*READING TEXT*
[Begin]
APPROXIMATE THE INTEGRAL

[Ryan Rigdon]

I have this problem that is driving me up the wall. Every time i do it i get it wrong. the only thing i get write on it is the fact that n = 16

its the second part of the problem that i get wrong. is approximating the integral. i have followed examples and nothing. i get the answer of 1.253 and we were to round off to the 3rd decimal place. am i missing something. Why do i keep getting it wrong.

 

[Ryan Rigdon]

i see the problem i only went to X8 = 3.5 i need to keep going until i get to 6.

 

[Ryan Rigdon]

got it right

 

[BigGlenntheHeavy]

\(\displaystyle \int_{1}^{6}\frac{1}{x}dx \ \dot= \ 1.79175946923 \ (TI-89)\)

\(\displaystyle Now, \ using \ Simpson's \ Rule \ with \ n \ = \ 16, \ we \ get;\)

\(\displaystyle \int_{1}^{6}\frac{1}{x}dx \ = \ \frac{5}{48}[1+64/21+32/26+64/31+32/36+64/41+32/46+64/51+32/56+64/61\)

\(\displaystyle +32/66+64/71+32/76+64/81+32/86+64/91+16/96] \ \dot= \ 1.7920230584\)
[End]
*DATA PROVIDED*
[Begin]
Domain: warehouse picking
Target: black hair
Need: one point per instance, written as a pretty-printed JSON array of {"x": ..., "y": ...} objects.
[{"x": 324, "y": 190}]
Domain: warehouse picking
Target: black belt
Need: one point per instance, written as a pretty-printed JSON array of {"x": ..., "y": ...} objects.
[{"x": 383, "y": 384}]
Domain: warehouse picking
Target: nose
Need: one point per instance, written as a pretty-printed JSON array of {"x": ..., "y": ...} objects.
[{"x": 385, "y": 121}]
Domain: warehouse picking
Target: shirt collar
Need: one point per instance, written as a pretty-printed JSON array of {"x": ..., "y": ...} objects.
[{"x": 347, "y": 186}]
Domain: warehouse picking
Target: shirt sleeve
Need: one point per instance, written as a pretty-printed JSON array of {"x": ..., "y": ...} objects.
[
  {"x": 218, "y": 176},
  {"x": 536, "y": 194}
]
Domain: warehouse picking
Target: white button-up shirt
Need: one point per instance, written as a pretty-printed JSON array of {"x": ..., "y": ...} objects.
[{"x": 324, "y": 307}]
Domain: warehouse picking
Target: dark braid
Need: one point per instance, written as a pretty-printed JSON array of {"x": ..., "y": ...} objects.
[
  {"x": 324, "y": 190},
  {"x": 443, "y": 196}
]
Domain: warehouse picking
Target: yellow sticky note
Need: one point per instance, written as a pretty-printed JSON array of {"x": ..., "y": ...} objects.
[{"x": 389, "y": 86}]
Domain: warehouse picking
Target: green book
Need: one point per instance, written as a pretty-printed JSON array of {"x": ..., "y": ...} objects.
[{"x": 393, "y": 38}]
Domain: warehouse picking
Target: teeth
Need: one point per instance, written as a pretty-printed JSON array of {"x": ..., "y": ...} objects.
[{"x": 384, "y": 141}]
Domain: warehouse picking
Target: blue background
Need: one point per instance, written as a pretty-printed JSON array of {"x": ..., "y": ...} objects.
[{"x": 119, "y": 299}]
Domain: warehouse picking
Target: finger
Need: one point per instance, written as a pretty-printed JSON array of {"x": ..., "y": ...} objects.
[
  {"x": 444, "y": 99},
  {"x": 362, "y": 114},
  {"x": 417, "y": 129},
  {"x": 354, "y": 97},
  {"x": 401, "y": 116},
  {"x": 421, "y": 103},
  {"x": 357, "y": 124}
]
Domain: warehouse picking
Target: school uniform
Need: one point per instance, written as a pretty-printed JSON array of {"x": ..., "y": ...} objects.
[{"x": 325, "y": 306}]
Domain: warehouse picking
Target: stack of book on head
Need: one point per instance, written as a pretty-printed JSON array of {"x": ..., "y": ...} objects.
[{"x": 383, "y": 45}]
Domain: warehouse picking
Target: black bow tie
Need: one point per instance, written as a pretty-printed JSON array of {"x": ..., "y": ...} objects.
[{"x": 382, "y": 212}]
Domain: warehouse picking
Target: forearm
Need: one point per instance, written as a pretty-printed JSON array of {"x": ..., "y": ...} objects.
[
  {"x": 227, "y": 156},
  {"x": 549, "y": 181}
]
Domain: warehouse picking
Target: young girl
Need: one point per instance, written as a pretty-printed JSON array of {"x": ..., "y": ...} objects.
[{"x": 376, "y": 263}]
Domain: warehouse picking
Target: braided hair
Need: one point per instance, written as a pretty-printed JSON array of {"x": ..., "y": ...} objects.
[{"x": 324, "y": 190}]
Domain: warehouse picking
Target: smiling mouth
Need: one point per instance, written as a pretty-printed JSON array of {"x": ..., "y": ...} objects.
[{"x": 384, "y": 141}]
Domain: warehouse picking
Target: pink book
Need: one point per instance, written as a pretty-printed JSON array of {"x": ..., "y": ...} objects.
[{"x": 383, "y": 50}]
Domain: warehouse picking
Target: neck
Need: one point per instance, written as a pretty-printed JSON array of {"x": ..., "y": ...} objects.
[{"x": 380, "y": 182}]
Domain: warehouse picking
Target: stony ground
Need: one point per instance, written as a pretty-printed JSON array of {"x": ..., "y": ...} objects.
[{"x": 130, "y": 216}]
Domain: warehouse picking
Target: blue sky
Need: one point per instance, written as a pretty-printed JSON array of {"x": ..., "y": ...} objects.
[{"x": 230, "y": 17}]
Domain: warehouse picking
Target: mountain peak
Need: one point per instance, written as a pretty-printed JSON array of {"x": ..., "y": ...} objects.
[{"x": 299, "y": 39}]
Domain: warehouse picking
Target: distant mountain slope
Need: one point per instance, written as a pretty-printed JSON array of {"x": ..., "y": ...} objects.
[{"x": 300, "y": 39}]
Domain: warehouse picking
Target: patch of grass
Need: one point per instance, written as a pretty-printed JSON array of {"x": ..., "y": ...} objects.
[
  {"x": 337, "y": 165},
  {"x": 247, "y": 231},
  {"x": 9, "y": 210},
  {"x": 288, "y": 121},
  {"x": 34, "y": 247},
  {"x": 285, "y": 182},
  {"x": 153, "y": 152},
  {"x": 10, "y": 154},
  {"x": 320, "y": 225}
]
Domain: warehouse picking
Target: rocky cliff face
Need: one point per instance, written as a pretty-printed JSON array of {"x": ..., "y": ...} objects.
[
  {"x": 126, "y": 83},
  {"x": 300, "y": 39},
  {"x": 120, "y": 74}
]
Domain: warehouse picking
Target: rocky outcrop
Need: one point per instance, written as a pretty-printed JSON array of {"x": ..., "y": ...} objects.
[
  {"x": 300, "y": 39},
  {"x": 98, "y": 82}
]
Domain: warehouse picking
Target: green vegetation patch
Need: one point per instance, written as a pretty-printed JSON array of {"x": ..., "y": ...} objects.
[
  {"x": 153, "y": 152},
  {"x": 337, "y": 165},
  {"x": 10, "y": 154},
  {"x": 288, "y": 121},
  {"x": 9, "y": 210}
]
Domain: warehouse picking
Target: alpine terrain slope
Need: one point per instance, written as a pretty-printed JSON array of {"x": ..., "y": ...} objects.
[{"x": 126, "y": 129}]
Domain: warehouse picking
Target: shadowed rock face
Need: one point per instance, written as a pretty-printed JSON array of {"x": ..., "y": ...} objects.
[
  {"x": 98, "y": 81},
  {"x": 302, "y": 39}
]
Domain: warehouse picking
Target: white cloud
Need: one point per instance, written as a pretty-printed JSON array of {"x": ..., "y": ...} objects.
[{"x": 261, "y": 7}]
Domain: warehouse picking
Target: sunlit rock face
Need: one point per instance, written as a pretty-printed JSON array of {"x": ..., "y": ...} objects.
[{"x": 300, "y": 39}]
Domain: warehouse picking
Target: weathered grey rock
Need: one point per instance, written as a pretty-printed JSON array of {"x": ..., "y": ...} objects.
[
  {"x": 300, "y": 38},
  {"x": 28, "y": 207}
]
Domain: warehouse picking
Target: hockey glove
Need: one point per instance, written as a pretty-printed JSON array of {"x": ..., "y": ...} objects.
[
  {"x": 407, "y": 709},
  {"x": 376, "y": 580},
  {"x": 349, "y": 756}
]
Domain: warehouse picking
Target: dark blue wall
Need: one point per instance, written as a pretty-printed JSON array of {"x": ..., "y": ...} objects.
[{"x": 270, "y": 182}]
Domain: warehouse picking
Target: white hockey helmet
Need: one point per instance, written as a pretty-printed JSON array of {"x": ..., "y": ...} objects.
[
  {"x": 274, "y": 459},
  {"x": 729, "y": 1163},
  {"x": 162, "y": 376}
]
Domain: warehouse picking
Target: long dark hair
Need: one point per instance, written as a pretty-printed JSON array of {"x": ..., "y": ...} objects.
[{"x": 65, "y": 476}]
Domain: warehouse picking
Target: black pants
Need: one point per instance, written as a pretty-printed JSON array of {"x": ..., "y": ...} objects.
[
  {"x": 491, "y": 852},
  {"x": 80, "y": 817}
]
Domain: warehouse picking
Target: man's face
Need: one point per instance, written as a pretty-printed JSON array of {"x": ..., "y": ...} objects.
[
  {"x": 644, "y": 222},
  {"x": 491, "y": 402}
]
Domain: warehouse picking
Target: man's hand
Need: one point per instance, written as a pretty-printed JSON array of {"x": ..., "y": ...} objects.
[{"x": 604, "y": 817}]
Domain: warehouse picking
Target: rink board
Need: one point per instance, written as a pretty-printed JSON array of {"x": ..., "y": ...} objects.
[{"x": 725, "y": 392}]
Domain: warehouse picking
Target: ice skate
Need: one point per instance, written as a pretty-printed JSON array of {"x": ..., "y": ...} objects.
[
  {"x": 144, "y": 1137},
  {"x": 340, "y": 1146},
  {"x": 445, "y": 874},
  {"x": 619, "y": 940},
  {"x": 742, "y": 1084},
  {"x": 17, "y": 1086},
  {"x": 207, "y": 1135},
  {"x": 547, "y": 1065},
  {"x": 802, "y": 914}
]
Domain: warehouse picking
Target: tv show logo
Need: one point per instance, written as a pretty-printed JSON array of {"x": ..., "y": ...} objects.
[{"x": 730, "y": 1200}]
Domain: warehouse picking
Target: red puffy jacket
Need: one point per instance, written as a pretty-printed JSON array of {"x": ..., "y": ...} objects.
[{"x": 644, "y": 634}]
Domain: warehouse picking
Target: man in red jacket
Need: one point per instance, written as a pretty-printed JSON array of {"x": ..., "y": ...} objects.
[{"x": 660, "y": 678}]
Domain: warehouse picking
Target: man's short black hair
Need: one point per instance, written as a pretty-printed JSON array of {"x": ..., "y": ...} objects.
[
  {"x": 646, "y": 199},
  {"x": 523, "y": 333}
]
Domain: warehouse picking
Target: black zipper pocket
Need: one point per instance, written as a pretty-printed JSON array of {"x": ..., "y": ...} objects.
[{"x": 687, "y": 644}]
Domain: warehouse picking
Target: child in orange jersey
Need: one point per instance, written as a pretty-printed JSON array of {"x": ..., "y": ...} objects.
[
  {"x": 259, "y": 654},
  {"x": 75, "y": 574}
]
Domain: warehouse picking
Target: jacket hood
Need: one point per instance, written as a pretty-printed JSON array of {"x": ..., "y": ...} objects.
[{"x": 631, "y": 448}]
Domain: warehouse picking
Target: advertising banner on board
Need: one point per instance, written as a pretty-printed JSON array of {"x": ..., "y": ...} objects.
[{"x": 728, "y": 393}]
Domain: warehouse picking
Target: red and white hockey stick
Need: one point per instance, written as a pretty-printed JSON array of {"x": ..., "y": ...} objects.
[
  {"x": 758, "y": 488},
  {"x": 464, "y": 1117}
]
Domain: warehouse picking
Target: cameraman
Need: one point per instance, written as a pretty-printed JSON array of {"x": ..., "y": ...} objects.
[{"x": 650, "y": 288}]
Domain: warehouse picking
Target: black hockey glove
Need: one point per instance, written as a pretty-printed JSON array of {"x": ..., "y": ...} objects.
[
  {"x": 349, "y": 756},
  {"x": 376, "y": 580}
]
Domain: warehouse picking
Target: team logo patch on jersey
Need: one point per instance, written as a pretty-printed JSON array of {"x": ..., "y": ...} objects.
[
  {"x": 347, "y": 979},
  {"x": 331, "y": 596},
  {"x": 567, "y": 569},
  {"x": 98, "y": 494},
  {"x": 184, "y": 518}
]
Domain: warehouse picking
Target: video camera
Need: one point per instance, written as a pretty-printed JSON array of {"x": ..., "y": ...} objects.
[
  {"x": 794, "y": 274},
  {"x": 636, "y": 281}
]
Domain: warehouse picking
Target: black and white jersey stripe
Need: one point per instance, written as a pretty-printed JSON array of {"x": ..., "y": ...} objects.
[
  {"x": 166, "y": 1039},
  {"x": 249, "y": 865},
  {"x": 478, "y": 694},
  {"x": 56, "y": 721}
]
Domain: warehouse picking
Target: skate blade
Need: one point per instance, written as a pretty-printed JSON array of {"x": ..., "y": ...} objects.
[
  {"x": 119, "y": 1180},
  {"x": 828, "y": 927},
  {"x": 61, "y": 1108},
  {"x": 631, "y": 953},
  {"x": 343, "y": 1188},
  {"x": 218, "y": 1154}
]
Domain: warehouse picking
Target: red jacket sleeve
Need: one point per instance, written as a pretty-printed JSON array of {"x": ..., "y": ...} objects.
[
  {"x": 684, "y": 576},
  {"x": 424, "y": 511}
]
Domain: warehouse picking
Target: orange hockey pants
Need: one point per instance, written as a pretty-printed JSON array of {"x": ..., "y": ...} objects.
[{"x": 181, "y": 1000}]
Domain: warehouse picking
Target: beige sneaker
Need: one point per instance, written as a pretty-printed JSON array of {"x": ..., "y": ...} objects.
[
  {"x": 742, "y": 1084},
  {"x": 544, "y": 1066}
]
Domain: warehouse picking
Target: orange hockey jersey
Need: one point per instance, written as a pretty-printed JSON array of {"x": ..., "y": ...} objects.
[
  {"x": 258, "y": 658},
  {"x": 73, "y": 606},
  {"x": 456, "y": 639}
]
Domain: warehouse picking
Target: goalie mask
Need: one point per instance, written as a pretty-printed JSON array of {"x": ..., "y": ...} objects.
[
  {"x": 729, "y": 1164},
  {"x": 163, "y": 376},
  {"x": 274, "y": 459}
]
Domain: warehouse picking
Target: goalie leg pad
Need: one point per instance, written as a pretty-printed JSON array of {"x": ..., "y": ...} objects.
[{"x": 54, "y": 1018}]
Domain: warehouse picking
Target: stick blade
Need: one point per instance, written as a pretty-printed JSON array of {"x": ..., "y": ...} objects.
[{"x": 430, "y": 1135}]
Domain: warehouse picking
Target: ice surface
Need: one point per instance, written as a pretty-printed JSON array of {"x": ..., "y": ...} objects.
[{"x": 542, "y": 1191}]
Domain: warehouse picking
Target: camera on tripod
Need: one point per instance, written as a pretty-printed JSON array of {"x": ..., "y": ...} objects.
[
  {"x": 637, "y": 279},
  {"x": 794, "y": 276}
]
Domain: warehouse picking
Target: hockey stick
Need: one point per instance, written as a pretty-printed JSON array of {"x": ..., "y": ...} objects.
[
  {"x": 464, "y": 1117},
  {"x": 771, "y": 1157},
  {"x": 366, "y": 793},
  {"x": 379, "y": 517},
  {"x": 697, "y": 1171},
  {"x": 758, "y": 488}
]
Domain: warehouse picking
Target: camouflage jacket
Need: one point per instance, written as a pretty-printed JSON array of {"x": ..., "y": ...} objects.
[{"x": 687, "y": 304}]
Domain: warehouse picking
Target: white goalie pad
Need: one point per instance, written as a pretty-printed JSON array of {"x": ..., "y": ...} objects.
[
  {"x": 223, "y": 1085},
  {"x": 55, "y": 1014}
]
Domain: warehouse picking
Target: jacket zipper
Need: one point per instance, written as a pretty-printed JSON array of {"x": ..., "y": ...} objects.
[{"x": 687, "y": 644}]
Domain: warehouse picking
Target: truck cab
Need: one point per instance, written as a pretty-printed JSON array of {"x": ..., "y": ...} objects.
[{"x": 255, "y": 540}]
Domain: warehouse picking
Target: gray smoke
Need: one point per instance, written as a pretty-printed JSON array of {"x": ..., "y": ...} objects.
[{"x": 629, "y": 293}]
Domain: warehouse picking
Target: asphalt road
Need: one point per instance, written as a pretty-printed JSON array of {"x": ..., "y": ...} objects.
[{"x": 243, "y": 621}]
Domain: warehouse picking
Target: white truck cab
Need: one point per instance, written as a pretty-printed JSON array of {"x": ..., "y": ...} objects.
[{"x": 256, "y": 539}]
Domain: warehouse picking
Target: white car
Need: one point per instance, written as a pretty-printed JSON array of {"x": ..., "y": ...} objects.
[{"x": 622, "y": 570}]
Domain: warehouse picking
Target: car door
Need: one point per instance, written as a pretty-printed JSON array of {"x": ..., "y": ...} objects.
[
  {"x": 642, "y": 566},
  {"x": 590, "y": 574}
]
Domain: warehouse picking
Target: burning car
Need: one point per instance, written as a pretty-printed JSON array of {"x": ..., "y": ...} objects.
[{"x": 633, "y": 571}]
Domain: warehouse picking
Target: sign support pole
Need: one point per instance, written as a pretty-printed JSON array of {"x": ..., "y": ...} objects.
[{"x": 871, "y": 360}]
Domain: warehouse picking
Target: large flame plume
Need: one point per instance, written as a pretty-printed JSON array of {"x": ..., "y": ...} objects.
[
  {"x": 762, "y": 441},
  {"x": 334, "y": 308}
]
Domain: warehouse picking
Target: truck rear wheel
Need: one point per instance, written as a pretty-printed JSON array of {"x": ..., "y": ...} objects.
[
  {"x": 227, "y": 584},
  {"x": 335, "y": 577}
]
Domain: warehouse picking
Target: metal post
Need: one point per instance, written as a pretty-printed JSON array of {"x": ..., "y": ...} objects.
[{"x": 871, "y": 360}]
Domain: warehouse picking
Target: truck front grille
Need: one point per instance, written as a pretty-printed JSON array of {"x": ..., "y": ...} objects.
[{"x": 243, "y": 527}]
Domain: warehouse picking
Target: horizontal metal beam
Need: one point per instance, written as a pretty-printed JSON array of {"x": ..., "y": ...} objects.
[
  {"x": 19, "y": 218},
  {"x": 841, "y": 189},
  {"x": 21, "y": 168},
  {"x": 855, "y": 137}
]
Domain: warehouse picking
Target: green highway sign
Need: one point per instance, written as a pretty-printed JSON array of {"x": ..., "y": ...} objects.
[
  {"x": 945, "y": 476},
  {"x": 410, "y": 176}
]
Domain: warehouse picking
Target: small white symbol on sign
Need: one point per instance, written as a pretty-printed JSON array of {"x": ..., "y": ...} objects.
[End]
Could you write the next part of the forum thread on approximating the integral, picking up right after its final line? You won't need the listing for this.

*RESPONSE TO THE TASK*
\(\displaystyle Ergo, \ 1.78 \ \le \ \int_{1}^{6}\frac{1}{x}dx \ \le \ 1.80\)

\(\displaystyle A \ fixed \ n \ for \ Simpson's \ Rule \ usually \ gives \ a \ more \ accurate \ approximation \ than \ the\)

\(\displaystyle Trapezoid \ Rule, \ however \ the \ main \ reason \ we \ used \ the \ Trapezoid \ rule \ instead \ of \ the\)

\(\displaystyle Simpson \ Rule \ is \ its \ error \ can \ more \ easily \ be \ estimated.\)

\(\displaystyle For \ instance, \ if \ f(x) \ = \ \sqrt{xsin(x+1)}, \ then \ to \ estimate \ the \ error \ in \ Simpson's \ Rule\)

\(\displaystyle we \ would \ need \ to \ find \ the \ fourth \ derivative \ of \ f \ - \ a \ huge \ task!\)